Records from a data collection

_ _ _ _

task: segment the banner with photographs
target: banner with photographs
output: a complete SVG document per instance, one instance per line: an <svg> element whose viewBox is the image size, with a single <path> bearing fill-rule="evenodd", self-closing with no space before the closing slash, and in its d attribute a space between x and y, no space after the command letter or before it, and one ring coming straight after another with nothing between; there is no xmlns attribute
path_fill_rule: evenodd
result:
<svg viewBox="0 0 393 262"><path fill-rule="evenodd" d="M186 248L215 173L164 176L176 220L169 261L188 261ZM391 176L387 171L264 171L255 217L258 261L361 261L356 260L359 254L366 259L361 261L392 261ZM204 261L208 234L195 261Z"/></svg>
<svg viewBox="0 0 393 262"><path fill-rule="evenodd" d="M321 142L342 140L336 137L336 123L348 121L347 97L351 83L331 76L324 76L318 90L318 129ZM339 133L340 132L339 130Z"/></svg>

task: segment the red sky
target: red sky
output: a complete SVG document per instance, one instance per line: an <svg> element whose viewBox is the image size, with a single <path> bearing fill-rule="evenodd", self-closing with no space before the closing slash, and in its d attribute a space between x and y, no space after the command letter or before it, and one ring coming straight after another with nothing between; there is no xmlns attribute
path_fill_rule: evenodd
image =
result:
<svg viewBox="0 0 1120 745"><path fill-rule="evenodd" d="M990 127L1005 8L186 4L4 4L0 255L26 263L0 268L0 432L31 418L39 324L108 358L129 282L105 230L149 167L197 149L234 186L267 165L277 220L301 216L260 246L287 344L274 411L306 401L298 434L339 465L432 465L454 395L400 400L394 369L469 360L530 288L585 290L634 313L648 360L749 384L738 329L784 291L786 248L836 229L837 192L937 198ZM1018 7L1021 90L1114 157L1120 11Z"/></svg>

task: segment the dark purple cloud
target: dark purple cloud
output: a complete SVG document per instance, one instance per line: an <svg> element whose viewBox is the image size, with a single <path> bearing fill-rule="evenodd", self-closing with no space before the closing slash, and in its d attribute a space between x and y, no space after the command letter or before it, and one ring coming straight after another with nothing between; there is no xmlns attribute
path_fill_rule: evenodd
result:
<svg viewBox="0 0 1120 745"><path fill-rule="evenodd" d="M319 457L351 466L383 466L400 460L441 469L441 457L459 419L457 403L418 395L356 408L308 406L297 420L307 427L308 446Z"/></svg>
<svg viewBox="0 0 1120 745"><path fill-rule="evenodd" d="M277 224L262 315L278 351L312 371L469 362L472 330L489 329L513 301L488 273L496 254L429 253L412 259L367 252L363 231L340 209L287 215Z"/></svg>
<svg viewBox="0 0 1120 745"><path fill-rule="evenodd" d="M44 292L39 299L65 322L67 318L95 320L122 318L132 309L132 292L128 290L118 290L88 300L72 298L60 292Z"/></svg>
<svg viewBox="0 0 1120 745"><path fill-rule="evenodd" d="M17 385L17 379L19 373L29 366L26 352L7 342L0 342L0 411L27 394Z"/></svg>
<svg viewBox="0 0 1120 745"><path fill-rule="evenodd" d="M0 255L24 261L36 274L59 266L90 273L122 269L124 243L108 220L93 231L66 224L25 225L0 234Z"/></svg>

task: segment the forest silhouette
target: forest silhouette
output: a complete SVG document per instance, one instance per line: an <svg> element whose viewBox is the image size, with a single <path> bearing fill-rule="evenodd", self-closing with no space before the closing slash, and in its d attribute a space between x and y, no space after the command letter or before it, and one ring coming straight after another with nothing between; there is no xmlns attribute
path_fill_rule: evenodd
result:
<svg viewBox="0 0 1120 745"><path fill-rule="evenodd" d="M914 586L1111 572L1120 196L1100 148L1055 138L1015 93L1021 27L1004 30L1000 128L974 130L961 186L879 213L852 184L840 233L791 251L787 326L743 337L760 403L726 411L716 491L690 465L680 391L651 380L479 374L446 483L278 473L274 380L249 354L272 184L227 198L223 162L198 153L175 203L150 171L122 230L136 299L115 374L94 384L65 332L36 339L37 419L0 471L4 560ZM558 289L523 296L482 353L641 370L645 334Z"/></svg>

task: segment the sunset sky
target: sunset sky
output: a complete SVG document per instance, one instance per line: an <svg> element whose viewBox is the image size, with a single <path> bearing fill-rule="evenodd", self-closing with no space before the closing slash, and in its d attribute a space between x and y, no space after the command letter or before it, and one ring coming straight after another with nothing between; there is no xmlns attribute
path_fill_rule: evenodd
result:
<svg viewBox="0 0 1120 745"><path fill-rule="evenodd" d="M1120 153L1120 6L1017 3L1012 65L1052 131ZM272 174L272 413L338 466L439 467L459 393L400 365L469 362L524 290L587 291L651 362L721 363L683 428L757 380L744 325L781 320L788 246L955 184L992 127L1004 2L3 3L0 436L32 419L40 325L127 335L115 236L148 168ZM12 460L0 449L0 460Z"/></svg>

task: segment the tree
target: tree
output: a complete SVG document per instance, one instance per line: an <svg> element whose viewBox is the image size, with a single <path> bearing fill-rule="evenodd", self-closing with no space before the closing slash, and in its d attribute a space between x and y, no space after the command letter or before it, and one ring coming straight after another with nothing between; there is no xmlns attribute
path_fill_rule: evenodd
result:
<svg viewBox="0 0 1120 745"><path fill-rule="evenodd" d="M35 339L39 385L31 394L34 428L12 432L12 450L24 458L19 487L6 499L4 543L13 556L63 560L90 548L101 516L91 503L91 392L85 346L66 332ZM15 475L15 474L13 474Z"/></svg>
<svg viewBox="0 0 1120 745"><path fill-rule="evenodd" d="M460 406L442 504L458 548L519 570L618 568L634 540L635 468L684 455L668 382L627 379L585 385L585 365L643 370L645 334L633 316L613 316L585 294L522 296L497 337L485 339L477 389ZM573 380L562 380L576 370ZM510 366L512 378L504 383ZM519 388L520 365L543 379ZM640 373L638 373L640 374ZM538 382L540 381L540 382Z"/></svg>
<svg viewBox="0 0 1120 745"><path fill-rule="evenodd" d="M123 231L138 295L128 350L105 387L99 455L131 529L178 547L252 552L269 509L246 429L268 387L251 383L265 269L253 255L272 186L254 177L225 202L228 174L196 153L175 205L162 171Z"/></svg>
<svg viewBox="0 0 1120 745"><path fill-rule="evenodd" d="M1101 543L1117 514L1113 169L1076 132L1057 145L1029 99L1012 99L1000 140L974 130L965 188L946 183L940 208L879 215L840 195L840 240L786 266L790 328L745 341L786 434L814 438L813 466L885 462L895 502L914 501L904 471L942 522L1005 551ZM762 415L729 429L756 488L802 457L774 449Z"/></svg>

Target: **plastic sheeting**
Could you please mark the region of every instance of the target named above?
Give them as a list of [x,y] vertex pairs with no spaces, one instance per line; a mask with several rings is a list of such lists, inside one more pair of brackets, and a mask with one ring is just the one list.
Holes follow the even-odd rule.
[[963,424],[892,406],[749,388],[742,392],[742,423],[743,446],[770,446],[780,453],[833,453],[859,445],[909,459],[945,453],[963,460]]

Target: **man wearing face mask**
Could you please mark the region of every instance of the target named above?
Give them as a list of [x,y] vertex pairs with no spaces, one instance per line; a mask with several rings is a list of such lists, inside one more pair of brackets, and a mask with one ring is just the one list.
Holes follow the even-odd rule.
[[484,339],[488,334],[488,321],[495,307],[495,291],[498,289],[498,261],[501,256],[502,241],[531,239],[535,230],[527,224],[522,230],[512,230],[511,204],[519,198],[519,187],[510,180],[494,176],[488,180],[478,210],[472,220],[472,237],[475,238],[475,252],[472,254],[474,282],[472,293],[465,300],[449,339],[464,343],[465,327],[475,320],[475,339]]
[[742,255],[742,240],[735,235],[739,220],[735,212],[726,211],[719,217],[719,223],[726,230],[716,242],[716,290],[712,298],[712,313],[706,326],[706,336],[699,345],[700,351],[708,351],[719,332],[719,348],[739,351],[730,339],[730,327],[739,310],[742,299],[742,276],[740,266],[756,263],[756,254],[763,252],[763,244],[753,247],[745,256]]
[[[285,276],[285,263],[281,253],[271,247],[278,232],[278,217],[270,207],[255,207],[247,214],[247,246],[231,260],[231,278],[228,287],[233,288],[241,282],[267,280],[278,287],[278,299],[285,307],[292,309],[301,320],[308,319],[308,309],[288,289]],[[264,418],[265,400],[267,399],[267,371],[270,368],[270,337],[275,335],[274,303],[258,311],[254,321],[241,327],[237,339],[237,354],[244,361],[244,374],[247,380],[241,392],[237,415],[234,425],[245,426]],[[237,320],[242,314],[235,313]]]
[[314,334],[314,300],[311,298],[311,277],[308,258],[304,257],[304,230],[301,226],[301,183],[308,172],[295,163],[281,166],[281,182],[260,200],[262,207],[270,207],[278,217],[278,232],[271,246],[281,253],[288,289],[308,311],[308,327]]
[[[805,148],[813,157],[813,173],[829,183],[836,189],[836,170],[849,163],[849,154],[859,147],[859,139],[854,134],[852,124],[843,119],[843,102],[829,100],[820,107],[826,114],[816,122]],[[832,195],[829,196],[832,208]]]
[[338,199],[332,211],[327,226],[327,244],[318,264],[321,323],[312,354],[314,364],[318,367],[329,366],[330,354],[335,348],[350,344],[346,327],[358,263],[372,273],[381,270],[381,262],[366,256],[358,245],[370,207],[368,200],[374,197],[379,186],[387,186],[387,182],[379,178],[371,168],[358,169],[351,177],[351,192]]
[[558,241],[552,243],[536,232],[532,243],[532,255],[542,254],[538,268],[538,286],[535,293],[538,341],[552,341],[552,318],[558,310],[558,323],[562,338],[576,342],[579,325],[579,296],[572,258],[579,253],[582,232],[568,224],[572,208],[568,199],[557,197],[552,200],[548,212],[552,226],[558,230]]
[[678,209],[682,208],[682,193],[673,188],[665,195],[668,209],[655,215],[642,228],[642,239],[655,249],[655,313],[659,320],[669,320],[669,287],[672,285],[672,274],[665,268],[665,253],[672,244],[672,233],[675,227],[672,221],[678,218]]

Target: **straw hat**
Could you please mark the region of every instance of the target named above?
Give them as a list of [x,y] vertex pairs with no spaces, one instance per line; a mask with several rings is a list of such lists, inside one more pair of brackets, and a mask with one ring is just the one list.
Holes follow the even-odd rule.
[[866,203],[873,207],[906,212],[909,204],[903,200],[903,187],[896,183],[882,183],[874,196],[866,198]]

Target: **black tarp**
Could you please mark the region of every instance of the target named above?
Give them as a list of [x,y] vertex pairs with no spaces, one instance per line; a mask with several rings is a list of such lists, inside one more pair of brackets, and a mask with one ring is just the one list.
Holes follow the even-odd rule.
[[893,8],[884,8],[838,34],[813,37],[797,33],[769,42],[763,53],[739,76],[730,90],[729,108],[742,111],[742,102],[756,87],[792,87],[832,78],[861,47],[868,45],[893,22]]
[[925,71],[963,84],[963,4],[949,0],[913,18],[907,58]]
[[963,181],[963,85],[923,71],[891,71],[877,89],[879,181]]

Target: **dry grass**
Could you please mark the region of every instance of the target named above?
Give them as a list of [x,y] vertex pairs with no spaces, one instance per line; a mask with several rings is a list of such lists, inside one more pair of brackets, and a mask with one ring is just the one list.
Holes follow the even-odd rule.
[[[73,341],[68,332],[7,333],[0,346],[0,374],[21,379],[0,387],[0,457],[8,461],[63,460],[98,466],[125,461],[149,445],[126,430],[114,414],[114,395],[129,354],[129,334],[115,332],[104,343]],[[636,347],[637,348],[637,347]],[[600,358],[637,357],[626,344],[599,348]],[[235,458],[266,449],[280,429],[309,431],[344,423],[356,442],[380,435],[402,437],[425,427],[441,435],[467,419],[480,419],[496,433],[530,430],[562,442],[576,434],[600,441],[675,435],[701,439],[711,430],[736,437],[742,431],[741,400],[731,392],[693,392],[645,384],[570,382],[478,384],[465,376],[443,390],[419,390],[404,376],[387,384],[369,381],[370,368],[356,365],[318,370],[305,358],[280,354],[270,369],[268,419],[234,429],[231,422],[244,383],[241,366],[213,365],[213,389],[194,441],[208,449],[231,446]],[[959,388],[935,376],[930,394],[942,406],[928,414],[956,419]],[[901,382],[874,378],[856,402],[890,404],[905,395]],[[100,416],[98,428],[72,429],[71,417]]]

_ _ _ _

> **Task to carry out**
Please copy the lines above, from the first line of the records through the line containing "142L342 140L336 137L336".

> **Solution for this exercise**
task: segment the banner with photographs
target: banner with photographs
output: a complete SVG document per instance, one instance per line: an <svg> element whose viewBox is the image size, with a single <path> bearing fill-rule="evenodd", self-closing with no space before the closing slash, and in its d attribute a space between x and y, no space after the command letter or before it, and one ring coming straight after another with nothing between; there is no xmlns attribute
path_fill_rule: evenodd
result:
<svg viewBox="0 0 393 262"><path fill-rule="evenodd" d="M186 248L215 173L164 176L176 220L169 261L188 261ZM391 176L387 171L264 171L255 217L258 261L361 261L356 260L359 254L366 259L361 261L392 261ZM204 261L208 234L195 261Z"/></svg>
<svg viewBox="0 0 393 262"><path fill-rule="evenodd" d="M321 142L342 140L336 137L336 123L348 121L347 97L351 83L331 76L324 76L318 90L318 129ZM339 133L340 132L339 130Z"/></svg>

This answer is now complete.